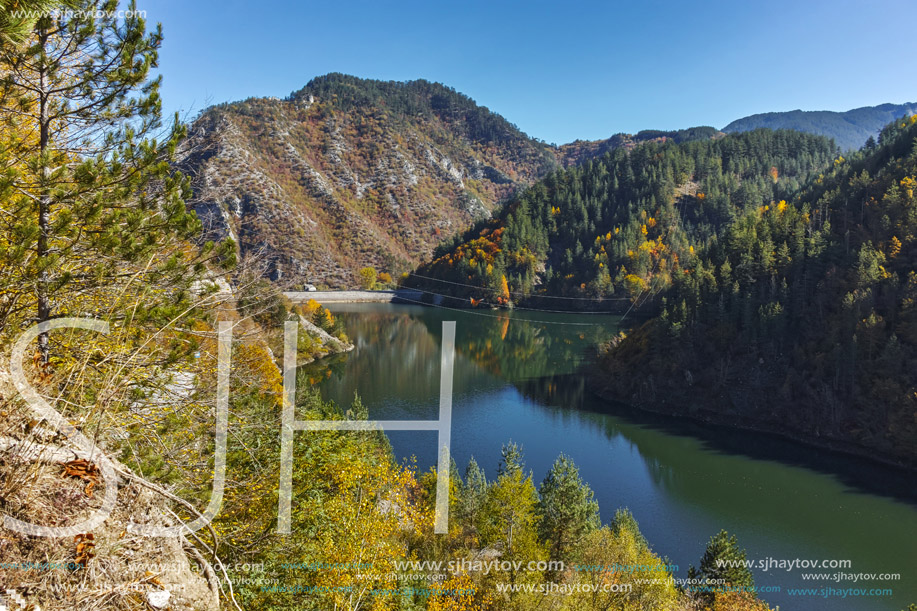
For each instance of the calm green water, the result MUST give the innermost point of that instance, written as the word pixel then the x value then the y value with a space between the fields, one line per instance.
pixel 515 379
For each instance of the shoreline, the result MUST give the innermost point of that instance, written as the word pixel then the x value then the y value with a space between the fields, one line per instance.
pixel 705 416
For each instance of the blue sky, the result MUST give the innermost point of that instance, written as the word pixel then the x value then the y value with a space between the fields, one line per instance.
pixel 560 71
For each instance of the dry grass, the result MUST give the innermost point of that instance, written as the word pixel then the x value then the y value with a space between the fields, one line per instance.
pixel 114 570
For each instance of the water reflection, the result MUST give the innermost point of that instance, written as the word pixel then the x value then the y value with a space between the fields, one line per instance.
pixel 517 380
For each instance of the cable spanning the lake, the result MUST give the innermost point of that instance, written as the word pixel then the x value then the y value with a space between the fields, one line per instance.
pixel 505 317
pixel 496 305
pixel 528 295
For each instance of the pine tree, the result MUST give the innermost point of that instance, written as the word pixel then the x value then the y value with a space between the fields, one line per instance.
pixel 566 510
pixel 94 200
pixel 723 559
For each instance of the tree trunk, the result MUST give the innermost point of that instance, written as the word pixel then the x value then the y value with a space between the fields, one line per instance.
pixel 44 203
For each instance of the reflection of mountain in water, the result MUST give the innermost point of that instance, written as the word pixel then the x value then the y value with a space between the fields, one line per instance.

...

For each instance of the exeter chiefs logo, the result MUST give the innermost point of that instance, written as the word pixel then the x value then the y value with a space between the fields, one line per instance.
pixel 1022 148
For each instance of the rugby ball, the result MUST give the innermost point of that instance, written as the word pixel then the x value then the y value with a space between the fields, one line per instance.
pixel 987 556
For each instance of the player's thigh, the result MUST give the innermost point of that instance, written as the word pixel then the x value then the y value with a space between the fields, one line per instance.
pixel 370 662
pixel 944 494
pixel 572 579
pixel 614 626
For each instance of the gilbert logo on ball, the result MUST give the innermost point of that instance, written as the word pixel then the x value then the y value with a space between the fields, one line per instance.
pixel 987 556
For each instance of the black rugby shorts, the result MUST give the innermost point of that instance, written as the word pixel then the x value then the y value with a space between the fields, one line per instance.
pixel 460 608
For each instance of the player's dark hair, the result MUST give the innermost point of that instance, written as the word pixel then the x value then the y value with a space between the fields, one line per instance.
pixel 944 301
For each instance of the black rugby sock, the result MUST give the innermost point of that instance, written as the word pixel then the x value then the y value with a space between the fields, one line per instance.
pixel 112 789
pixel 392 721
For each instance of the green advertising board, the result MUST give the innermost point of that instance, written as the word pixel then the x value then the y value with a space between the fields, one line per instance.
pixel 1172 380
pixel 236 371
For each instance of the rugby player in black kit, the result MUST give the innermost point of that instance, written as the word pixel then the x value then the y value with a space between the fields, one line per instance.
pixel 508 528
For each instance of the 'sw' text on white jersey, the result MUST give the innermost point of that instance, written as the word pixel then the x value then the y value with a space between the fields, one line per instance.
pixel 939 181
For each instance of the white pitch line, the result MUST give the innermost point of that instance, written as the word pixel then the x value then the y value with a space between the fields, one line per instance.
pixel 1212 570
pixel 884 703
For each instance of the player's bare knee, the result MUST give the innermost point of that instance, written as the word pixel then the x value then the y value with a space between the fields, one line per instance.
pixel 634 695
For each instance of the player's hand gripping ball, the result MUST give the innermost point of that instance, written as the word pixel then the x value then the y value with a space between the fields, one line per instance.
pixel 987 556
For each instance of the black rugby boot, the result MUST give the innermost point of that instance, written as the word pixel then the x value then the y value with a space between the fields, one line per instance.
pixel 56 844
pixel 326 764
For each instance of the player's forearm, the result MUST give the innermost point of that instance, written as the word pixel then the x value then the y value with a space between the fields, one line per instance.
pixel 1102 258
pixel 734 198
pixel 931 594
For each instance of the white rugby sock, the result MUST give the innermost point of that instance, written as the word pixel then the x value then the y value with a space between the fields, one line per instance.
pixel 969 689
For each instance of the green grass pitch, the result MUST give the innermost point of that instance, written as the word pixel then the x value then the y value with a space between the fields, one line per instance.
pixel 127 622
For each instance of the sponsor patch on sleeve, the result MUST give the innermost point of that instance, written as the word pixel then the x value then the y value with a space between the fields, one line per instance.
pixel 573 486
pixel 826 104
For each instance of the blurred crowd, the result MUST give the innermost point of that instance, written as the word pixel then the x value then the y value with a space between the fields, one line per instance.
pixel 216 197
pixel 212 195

◆ **WORK REQUIRED**: Give back exactly the lines of the listing above that run from the line with "For each instance of the blue" to the line with "For each instance of the reflection", inclusive.

◆ **TASK RESULT**:
For each instance of the blue sky, the result MUST give the innermost point of that instance, written as the word pixel then the x value then the y value with a space between the fields, one line per instance.
pixel 560 71
For each instance of the dry grass, the result MUST give the innermost point of that instance, written as the word pixel then the x value then the y value with a space between the fields, one line per instance.
pixel 114 570
For each instance of the water reflection, the result MUST give the innermost point of that instance, written as the word pixel then the x value then the y value with a space between the fields, one line per instance.
pixel 517 380
For each instance of the cable spanning the lake, the result MUST give the innermost point of that instance, written as the word pixel then the x value then the y value with a space between the fields, one line per instance.
pixel 505 317
pixel 496 305
pixel 528 295
For each instance of the pine tree, the result MUST give the innermost point of that instance, written as the word pixel then the x value then the y value with a space between the fields, one line per instance.
pixel 566 510
pixel 94 200
pixel 723 559
For each instance of the tree trunk, the result MUST give the innermost point of that instance, written as the word pixel then the x value then the y value with a space between the fields, one line per instance.
pixel 44 203
For each instance of the reflection of mountain in water, the result MUST give the innermost point of that instance, written as the word pixel then the x value then the y value with a space between the fields, one line per instance.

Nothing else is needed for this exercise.